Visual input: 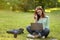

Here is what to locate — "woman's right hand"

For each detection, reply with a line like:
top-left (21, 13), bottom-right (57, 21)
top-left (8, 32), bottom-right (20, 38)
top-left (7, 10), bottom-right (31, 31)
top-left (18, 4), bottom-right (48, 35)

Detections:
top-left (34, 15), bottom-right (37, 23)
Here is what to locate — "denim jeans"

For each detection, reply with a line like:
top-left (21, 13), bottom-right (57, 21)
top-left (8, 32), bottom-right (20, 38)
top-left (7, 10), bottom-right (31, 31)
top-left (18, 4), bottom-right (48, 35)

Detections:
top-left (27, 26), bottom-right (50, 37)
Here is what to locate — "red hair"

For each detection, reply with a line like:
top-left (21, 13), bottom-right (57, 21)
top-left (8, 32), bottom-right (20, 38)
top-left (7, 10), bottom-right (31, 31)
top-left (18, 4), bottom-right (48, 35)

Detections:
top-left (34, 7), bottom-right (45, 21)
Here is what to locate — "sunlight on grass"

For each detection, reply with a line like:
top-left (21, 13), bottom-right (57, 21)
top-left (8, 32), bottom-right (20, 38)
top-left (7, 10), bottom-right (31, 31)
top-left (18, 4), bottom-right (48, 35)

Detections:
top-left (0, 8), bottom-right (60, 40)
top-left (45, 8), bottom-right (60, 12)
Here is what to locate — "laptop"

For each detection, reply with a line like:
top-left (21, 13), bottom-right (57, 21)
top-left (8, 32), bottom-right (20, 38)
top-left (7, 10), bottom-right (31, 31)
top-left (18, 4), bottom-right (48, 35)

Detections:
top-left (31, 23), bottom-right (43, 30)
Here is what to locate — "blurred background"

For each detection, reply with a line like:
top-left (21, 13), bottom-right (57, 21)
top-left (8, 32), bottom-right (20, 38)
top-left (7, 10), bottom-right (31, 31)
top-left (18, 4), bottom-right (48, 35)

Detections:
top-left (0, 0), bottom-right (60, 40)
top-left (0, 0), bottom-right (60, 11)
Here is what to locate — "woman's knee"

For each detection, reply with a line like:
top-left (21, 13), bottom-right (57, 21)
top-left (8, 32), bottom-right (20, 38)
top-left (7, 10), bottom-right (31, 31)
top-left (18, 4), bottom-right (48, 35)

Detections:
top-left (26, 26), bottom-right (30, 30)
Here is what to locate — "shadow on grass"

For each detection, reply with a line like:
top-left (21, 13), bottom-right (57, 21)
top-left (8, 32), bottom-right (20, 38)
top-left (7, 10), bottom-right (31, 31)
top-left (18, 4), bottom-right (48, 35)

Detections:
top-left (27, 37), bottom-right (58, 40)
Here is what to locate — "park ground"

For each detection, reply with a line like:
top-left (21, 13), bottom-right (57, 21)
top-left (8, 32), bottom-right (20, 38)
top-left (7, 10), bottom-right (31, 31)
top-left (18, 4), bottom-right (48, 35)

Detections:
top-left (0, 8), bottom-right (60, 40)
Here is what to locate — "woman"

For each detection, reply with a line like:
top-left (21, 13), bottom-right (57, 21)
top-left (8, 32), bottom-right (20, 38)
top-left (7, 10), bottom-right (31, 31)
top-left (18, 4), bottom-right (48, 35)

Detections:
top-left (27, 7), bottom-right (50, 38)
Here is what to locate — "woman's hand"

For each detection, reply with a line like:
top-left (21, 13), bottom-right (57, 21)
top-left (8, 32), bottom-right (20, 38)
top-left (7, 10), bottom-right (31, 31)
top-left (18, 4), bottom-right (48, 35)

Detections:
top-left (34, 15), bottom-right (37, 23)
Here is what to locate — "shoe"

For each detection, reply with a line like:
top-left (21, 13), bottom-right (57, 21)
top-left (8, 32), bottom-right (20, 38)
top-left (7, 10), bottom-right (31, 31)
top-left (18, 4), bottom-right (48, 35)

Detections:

————

> Direction
Gather every line of the data above that contains the string "woman" and copy each one out.

> Task solution
Here is what to locate — "woman's right hand"
Here is what to locate — "woman's knee"
Here is what to locate — "woman"
Here is what to locate — "woman's hand"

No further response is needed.